» Görev Listesi
**1.** Finansal okuryazarlık metninde “Düzenlenen anketlerde, ülkemizde” sözcüklerini içeren ifadeyle açılıp “de rastlandığı görülmüştür.” ile kapanan kısmı hiçbir değişiklik yapmadan yineleyin.
**2.** Türkiye'deki finansal okuryazarlık araştırmalarını anlatan metnin ardından gelecek kısmı yazarak bölümü sürdürün.

» Okuma Parçası
<<<<

• Sonuç bulunamadı

Bu bölümde ülkemizde 2012 yılında uygulanan Finansal Yeterlilik Anketi’ne ek olarak 2013, 2014 ve 2015 yıllarında Türkiye Ekonomi Bankası (TEB) ve Boğaziçi Üniversitesi iş birliği ile geliştirilen Finansal Okuryazarlık ve Erişim Endeksi sonuçlarına yer verilecektir. Ayrıca, 2015 yılında “Finansal Erişim, Finansal Eğitim, Finansal Tüketicinin Korunması Stratejisi ve Eylem Planları” uyarınca Sermaye Piyasası Kurulu (SPK) eş güdümünde düzenlenen Finansal Okuryazarlık Araştırması’na ilişkin değerlendirmeler bu bölümde yer alacaktır.

Düzenlenen anketlerde, ülkemizde tüketicilerin finansal bilgi yönünden zayıf oldukları ve finansal ürünleri yeterince tanımadıkları ortaya çıkmıştır. Anketlerde elde edilen dikkat çekici sonuçlardan bir diğeri ise Türkiye’de tasarruf eğiliminin oldukça düşük olduğudur. Sonuçlar demografik olarak incelendiğinde ise dünya genelinde gözlenen ortak sonuçlara ülkemizde de rastlandığı görülmüştür.

76 3.2.1. Finansal Yeterlilik Anketi

Dünya Bankası ve Rusya Finansal Okuryazarlık ve Eğitim Fonu’nun bazı ülkelerde uygulamış olduğu Finansal Yeterlilik Anketi, kamuoyunun finansal yeterliliğini, finansal becerilerini, davranışlarını ve eğilimleri ile finansal karar alma süreçlerini araştırmak ve analiz etmek üzere SPK tarafından ülkemize uyarlanmıştır.

>>>>

» Toplanan Veriler
<<<<

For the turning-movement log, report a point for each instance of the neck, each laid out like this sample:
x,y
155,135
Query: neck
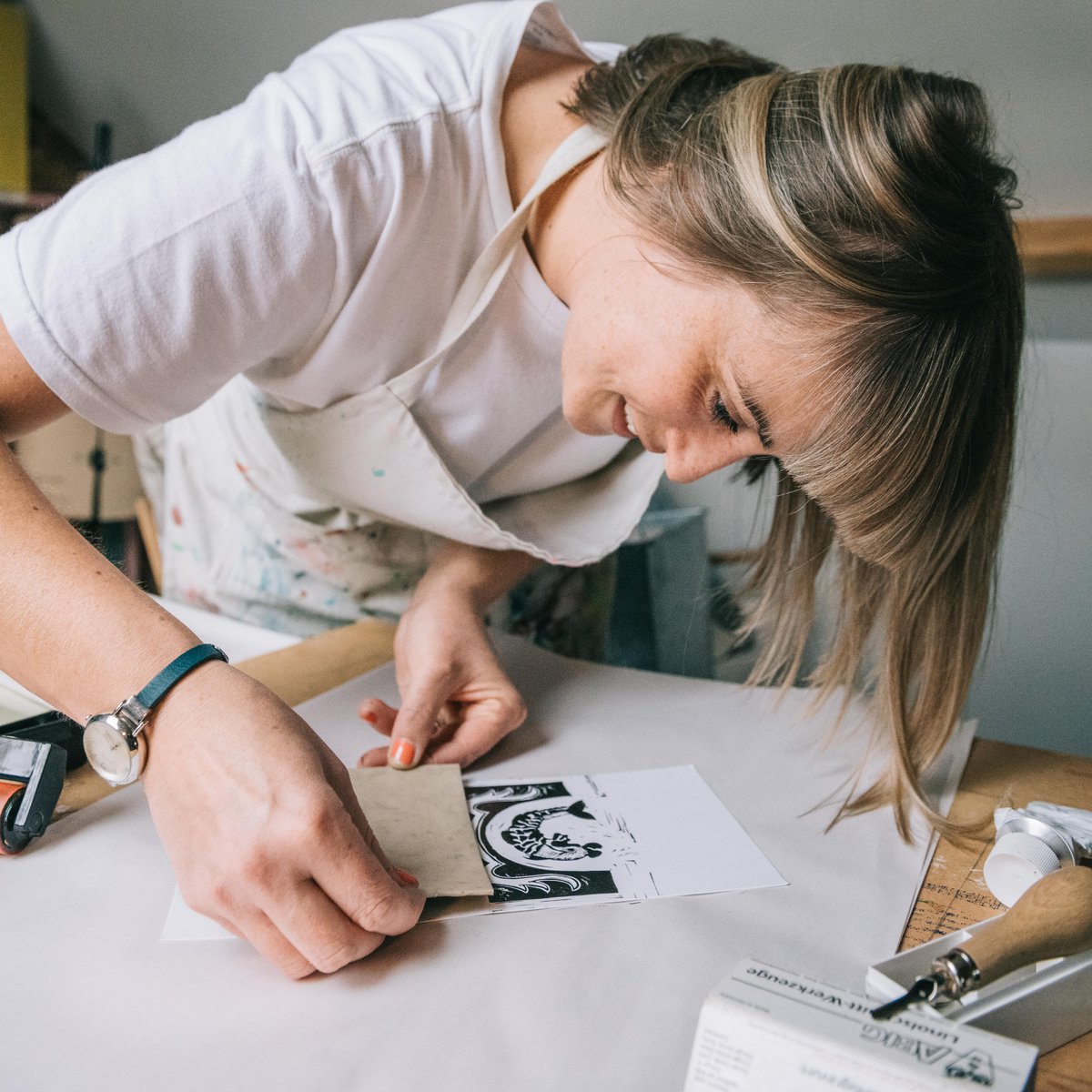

>>>>

» Çözümlü Problemler
**1.**
Düzenlenen anketlerde, ülkemizde tüketicilerin finansal bilgi yönünden zayıf oldukları ve finansal ürünleri yeterince tanımadıkları ortaya çıkmıştır. Anketlerde elde edilen dikkat çekici sonuçlardan bir diğeri ise Türkiye’de tasarruf eğiliminin oldukça düşük olduğudur. Sonuçlar demografik olarak incelendiğinde ise dünya genelinde gözlenen ortak sonuçlara ülkemizde de rastlandığı görülmüştür.

**2.**
Araştırma, 21 Nisan – 4 Temmuz 2012 tarihleri arasında, Türkiye İstatistik Kurumu (TÜİK) İstatistiki Bölge Birimleri Sınıflandırması kapsamında 12 bölgede, 40 il ve 142 ilçede yaklaşık 3.000 yetişkin üzerinde yüzyüze mülakat şeklinde gerçekleştirilmiştir.

Çalışmada, halkın finansal okuryazarlık seviyesi, bütçe yönetimi ve borçlanma, finansal planlama, finansal ürün seçimi, finansal tutum, davranış ve eğilimleri ile sosyo-ekonomik durumu, finansal bilgi edinimi ve ihtiyacı incelenmiştir.

İncelemede bütçe yönetimi, finansal planlama ve finansal karar alma davranışlarına yönelik bulgular elde edilmiştir (SPK, 2012a; OECD, 2013, s.281-282; World Bank, 2013b, s.103-105).

İncelemeden elde edilen temel sonuçlardan biri Türkiye’de tasarruf eğiliminin oldukça düşük olduğudur. Anket katılımcılarının çoğunluğu, gıda ve diğer gereksinimlerini karşıladıktan sonra tasarruf etmek üzere para artıramadıklarını belirtmiştir. Tasarruf edebilecek şekilde para artırabilen katılımcılar arasında hanehalkı bütçesini yönetenlerin özellikle öngörülemeyen giderler için tasarruf etme eğiliminde oldukları, diğer yandan şahsi bütçesini yönetenlerin ise daha çok harcama yapma eğiliminde olduğu tespit edilmiştir. Bunun yanı sıra, kırsal bölgede tasarruf, kentsel bölgede ise harcama eğiliminin yüksek olduğu görülmüştür.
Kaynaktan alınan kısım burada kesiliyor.